_TASK INSTRUCTIONS_:
The records below must be transcribed precisely and in full.

_SUPPLIED ENTRIES_:
☆ ☆ ☆ ☆ ☆

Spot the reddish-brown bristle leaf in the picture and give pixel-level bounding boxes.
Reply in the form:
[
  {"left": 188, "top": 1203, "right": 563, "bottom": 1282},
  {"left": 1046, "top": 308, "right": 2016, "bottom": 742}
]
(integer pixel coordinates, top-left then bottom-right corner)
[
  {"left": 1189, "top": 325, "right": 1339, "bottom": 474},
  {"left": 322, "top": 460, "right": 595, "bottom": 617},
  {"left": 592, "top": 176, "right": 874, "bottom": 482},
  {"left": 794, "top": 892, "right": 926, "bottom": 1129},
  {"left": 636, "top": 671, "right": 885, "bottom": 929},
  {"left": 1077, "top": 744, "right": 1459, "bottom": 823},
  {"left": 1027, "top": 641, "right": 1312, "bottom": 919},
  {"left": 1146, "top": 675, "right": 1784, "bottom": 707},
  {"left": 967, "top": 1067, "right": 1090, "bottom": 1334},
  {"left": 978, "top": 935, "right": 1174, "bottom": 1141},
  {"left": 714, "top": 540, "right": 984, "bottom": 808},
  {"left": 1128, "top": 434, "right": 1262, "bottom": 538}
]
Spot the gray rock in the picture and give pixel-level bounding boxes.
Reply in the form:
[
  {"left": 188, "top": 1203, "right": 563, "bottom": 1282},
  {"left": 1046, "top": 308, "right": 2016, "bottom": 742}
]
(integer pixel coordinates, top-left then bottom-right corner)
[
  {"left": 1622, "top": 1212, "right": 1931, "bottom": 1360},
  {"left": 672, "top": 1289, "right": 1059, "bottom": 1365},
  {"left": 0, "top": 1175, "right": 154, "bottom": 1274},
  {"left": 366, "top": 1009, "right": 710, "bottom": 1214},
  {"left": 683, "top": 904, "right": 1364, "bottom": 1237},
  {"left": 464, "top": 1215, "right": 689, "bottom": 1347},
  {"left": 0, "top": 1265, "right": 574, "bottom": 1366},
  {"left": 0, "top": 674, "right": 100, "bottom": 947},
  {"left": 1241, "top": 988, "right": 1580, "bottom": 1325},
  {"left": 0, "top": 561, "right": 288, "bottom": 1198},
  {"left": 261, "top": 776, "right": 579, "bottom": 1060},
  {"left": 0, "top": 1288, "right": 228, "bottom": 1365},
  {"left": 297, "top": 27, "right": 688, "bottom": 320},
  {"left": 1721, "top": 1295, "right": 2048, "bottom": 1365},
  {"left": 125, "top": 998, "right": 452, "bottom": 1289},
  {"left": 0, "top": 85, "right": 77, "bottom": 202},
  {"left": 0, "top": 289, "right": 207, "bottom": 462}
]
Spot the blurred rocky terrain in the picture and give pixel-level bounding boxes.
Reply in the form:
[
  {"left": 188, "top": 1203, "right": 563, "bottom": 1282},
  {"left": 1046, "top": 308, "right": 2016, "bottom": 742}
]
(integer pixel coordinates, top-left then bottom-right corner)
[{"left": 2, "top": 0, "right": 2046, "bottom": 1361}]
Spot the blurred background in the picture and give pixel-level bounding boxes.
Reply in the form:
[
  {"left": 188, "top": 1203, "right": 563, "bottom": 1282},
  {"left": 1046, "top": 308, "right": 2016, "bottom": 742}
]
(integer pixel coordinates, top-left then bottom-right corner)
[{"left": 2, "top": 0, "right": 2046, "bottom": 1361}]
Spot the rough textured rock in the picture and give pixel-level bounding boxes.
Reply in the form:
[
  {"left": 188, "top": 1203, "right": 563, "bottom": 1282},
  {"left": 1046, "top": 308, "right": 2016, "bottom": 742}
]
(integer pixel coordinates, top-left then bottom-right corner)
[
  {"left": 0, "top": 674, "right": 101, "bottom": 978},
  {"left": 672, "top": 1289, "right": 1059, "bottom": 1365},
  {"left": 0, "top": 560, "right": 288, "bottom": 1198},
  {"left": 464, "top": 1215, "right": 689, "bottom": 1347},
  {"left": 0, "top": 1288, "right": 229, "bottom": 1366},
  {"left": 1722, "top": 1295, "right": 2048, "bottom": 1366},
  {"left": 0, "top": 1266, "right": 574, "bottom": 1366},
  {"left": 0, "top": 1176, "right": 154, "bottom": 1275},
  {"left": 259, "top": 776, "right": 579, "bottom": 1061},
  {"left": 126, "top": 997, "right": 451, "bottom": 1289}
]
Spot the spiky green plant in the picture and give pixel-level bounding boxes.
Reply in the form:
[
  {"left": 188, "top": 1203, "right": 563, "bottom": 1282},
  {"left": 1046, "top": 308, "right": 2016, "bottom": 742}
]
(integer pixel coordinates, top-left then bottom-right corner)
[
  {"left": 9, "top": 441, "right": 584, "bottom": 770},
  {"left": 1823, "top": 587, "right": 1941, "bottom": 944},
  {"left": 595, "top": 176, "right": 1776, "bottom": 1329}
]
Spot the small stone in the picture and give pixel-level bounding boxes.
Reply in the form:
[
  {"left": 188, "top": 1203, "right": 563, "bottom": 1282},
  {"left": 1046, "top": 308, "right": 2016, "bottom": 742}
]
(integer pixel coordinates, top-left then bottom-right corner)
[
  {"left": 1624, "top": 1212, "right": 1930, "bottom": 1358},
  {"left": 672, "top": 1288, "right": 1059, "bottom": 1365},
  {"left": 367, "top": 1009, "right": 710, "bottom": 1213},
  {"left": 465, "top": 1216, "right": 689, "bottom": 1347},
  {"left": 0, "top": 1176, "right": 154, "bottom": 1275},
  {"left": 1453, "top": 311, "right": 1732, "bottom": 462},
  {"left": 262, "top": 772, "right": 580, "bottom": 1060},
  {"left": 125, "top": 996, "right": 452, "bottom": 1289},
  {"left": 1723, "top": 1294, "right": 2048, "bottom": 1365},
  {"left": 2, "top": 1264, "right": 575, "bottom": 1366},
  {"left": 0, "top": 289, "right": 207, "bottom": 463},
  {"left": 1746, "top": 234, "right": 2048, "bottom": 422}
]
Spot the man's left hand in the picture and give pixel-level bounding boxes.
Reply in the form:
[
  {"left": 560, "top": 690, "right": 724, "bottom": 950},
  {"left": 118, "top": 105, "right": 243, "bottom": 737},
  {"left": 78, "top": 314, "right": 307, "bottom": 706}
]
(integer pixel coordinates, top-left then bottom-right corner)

☆ ☆ ☆ ☆ ☆

_SOLUTION FOR THIS TASK_:
Spot the reddish-brown bristle leaf in the picture and give pixel-level bounding boxes.
Reply in the form:
[
  {"left": 188, "top": 1203, "right": 563, "bottom": 1282},
  {"left": 1046, "top": 308, "right": 2016, "bottom": 742}
]
(integer pixel coordinates, top-left then bottom-right corner)
[
  {"left": 1189, "top": 325, "right": 1339, "bottom": 474},
  {"left": 322, "top": 460, "right": 595, "bottom": 617},
  {"left": 592, "top": 176, "right": 874, "bottom": 482},
  {"left": 794, "top": 892, "right": 926, "bottom": 1129},
  {"left": 636, "top": 671, "right": 885, "bottom": 929},
  {"left": 1077, "top": 744, "right": 1459, "bottom": 823},
  {"left": 1027, "top": 641, "right": 1312, "bottom": 919},
  {"left": 1146, "top": 675, "right": 1784, "bottom": 707},
  {"left": 967, "top": 1067, "right": 1090, "bottom": 1334},
  {"left": 978, "top": 935, "right": 1174, "bottom": 1141},
  {"left": 714, "top": 540, "right": 984, "bottom": 808},
  {"left": 1128, "top": 434, "right": 1262, "bottom": 538}
]
Spot the gray rock in the picture and give pixel-level bounding boxes.
Reply in the form:
[
  {"left": 188, "top": 1203, "right": 563, "bottom": 1282},
  {"left": 1046, "top": 308, "right": 2016, "bottom": 742}
]
(integer pixel coordinates, top-left then bottom-right corner)
[
  {"left": 1622, "top": 1212, "right": 1931, "bottom": 1360},
  {"left": 672, "top": 1289, "right": 1059, "bottom": 1365},
  {"left": 0, "top": 1175, "right": 154, "bottom": 1274},
  {"left": 366, "top": 1009, "right": 710, "bottom": 1214},
  {"left": 683, "top": 904, "right": 1364, "bottom": 1237},
  {"left": 464, "top": 1215, "right": 689, "bottom": 1347},
  {"left": 0, "top": 1265, "right": 574, "bottom": 1366},
  {"left": 0, "top": 674, "right": 100, "bottom": 947},
  {"left": 1241, "top": 988, "right": 1580, "bottom": 1325},
  {"left": 0, "top": 561, "right": 288, "bottom": 1198},
  {"left": 261, "top": 776, "right": 579, "bottom": 1060},
  {"left": 0, "top": 1288, "right": 228, "bottom": 1365},
  {"left": 297, "top": 27, "right": 688, "bottom": 320},
  {"left": 1721, "top": 1295, "right": 2048, "bottom": 1365},
  {"left": 125, "top": 998, "right": 452, "bottom": 1289},
  {"left": 0, "top": 85, "right": 77, "bottom": 202},
  {"left": 0, "top": 289, "right": 207, "bottom": 462}
]
Spot the blurred rocky terrain in the picture and give pixel-level bounding boxes.
Reply in the form:
[
  {"left": 188, "top": 1203, "right": 563, "bottom": 1282},
  {"left": 1046, "top": 308, "right": 2016, "bottom": 742}
]
(integer pixel coordinates, top-left then bottom-right corner)
[{"left": 2, "top": 0, "right": 2046, "bottom": 1361}]
Spot the blurred background in the picture and give pixel-level bounding boxes.
Reply in the form:
[
  {"left": 188, "top": 1203, "right": 563, "bottom": 1282},
  {"left": 1046, "top": 308, "right": 2016, "bottom": 742}
]
(integer pixel coordinates, top-left then bottom-right corner)
[{"left": 2, "top": 0, "right": 2046, "bottom": 1361}]
Spot the rough textured rock in the picture and give pixel-level bounding boxes.
Reply in the form:
[
  {"left": 188, "top": 1203, "right": 563, "bottom": 1282},
  {"left": 1046, "top": 308, "right": 2016, "bottom": 742}
]
(integer pixel coordinates, top-left then bottom-right corner)
[
  {"left": 0, "top": 674, "right": 101, "bottom": 978},
  {"left": 672, "top": 1289, "right": 1059, "bottom": 1365},
  {"left": 0, "top": 560, "right": 288, "bottom": 1198},
  {"left": 464, "top": 1215, "right": 689, "bottom": 1347},
  {"left": 0, "top": 1288, "right": 229, "bottom": 1366},
  {"left": 1722, "top": 1295, "right": 2048, "bottom": 1366},
  {"left": 0, "top": 1266, "right": 574, "bottom": 1366},
  {"left": 0, "top": 1176, "right": 154, "bottom": 1275},
  {"left": 259, "top": 776, "right": 579, "bottom": 1061},
  {"left": 126, "top": 997, "right": 451, "bottom": 1289}
]
Spot the spiky green plant in the picture and give pixel-level bounding boxes.
Reply in the form:
[
  {"left": 188, "top": 1203, "right": 563, "bottom": 1282},
  {"left": 1046, "top": 308, "right": 2016, "bottom": 742}
]
(integer pixel coordinates, top-left then bottom-right corner)
[
  {"left": 9, "top": 441, "right": 584, "bottom": 770},
  {"left": 1823, "top": 587, "right": 1941, "bottom": 944},
  {"left": 595, "top": 176, "right": 1776, "bottom": 1329}
]
Spot the small stone in the picture and give pixel-level bounding boxes.
Reply in the form:
[
  {"left": 188, "top": 1203, "right": 563, "bottom": 1282},
  {"left": 1046, "top": 308, "right": 2016, "bottom": 742}
]
(integer pixel coordinates, top-left then bottom-right corner)
[
  {"left": 1624, "top": 1212, "right": 1930, "bottom": 1358},
  {"left": 672, "top": 1288, "right": 1059, "bottom": 1365},
  {"left": 367, "top": 1009, "right": 710, "bottom": 1213},
  {"left": 465, "top": 1216, "right": 689, "bottom": 1347},
  {"left": 0, "top": 1176, "right": 154, "bottom": 1275},
  {"left": 1453, "top": 311, "right": 1732, "bottom": 462},
  {"left": 262, "top": 772, "right": 580, "bottom": 1060},
  {"left": 125, "top": 996, "right": 452, "bottom": 1289},
  {"left": 1723, "top": 1294, "right": 2048, "bottom": 1365},
  {"left": 2, "top": 1264, "right": 575, "bottom": 1366},
  {"left": 0, "top": 289, "right": 207, "bottom": 463},
  {"left": 1746, "top": 234, "right": 2048, "bottom": 422}
]
Spot the man's left hand in the picture and give pixel-level bounding boxes.
Reply in the form:
[
  {"left": 560, "top": 690, "right": 724, "bottom": 950},
  {"left": 118, "top": 105, "right": 243, "bottom": 737},
  {"left": 78, "top": 314, "right": 307, "bottom": 706}
]
(integer pixel coordinates, top-left then bottom-right corner)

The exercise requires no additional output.